--- begin ---

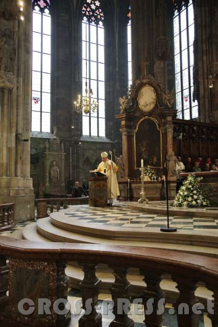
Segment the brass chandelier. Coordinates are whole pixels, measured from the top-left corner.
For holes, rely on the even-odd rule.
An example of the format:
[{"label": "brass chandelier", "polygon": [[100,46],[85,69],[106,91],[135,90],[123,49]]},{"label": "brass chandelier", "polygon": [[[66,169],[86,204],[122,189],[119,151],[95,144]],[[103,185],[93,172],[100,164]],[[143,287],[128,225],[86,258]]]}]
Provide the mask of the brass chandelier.
[{"label": "brass chandelier", "polygon": [[[87,54],[87,27],[86,22],[86,54]],[[87,83],[87,60],[86,58],[86,83],[85,83],[85,96],[80,95],[78,96],[78,99],[74,102],[74,109],[78,113],[84,112],[85,114],[88,114],[89,112],[96,112],[99,109],[99,103],[95,101],[93,96],[93,91],[91,87],[88,91]]]},{"label": "brass chandelier", "polygon": [[92,112],[96,112],[99,108],[99,103],[95,101],[93,97],[93,91],[91,88],[89,89],[88,94],[87,79],[86,81],[86,88],[85,92],[86,95],[81,99],[80,95],[78,96],[77,102],[74,103],[74,109],[77,113],[81,113],[83,111],[85,114]]}]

--- end ---

**WRITTEN EXERCISE:**
Edit the items above by replacing "even-odd rule" with "nonzero winding rule", and leave everything else unchanged. Omit the pictures from your answer.

**SOLUTION TO THE EXERCISE:**
Segment the brass chandelier. Coordinates are whole pixels, measured from the top-left corner.
For holes, rely on the nonzero winding rule.
An example of the format:
[{"label": "brass chandelier", "polygon": [[100,46],[85,69],[106,91],[135,90],[123,49]]},{"label": "brass chandelier", "polygon": [[[66,169],[86,204],[122,189],[119,151],[95,144]],[[103,185],[93,172],[100,164]],[[143,287],[128,225],[86,258]]]}]
Provide the mask of the brass chandelier.
[{"label": "brass chandelier", "polygon": [[[87,54],[87,27],[86,22],[86,54]],[[87,83],[87,60],[86,58],[86,83],[85,83],[85,96],[80,95],[78,96],[78,99],[74,102],[74,109],[78,113],[84,112],[85,114],[88,114],[89,112],[96,112],[99,109],[99,103],[95,101],[93,96],[93,91],[91,87],[88,91]]]},{"label": "brass chandelier", "polygon": [[92,112],[96,112],[99,108],[99,103],[95,101],[93,97],[93,91],[91,88],[89,89],[88,94],[87,79],[86,81],[86,88],[85,92],[86,95],[81,99],[80,95],[78,96],[77,102],[74,103],[74,109],[77,113],[81,113],[83,111],[85,114]]}]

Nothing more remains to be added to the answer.